Challenge 1>
In the passage below on classifying child care facilities, a Group E facility must be sprinklered once its fire area exceeds what size?
Challenge 2>
From the passage below on classifying child care facilities, rewrite the paragraph beginning "By permitting the facility to be classified as Group E" as a short bulleted list that keeps its main facts.

Source>
◆ ◆ ◆
A child care facility in which the number of occupants is greater than five but not more than 100 is permitted to be classified as Group E, provided the children are all located in rooms on the level of exit discharge that serve such rooms and all of the rooms have exit doors directly to the exterior. This exception is only applicable to rooms and spaces used for child care and is not intended to apply to accessory spaces such as restrooms, offices and kitchens. Many day care facilities primarily catering to those under primary school age tend to divide the children into three general categories based upon state laws and regulations. These include infant, toddler and preschool.

Some variations do occur in that larger day care facilities will have transition rooms for mobile infants or pre-K oriented rooms for those entering kindergarten. But basically there is a mixture of children 21/2 years or less and older children. The older children can automatically be in a facility classified as a Group E occupancy, but for the younger children the exception as discussed above would need to be applied to classify the entire occupancy as Group E. The total number of children can exceed 100 and the Group E classification is retained, provided that the number of children 21/2 years or less is limited to 100 or fewer. The infant and toddler rooms would need to have exits directly to the outside on the level of exit discharge. If the exception is not applied, the entire facility would need to be classified as Group I-4 or a mixed occupancy classification would be necessary.

By permitting the facility to be classified as Group E, the building would not be required to be sprinklered unless the fire area was greater than 12,000 square feet (115 m2). A Group I-4 facility would be required to be sprinklered regardless of the area. But as a Group E occupancy, panic hardware would be required in rooms and spaces exceeding 50 occupants.


----------



## squaredrive

Thanks so much cda!  you hit all of my questions-  really appreciated.
◆ ◆ ◆
Data block>

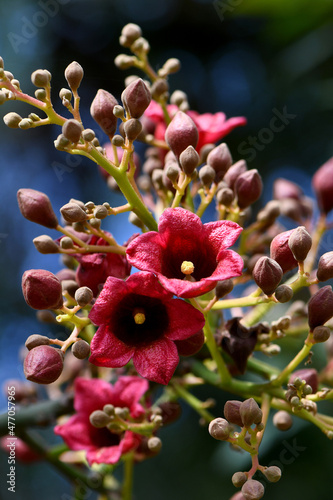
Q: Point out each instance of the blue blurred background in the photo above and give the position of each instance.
◆ ◆ ◆
Finished answer 1>
12,000 square feet (115 m2).

Finished answer 2>
- As Group E, the building needs sprinklers only if the fire area exceeds 12,000 square feet (115 m2).
- As Group I-4, the building needs sprinklers regardless of area.
- As Group E, rooms and spaces with more than 50 occupants need panic hardware.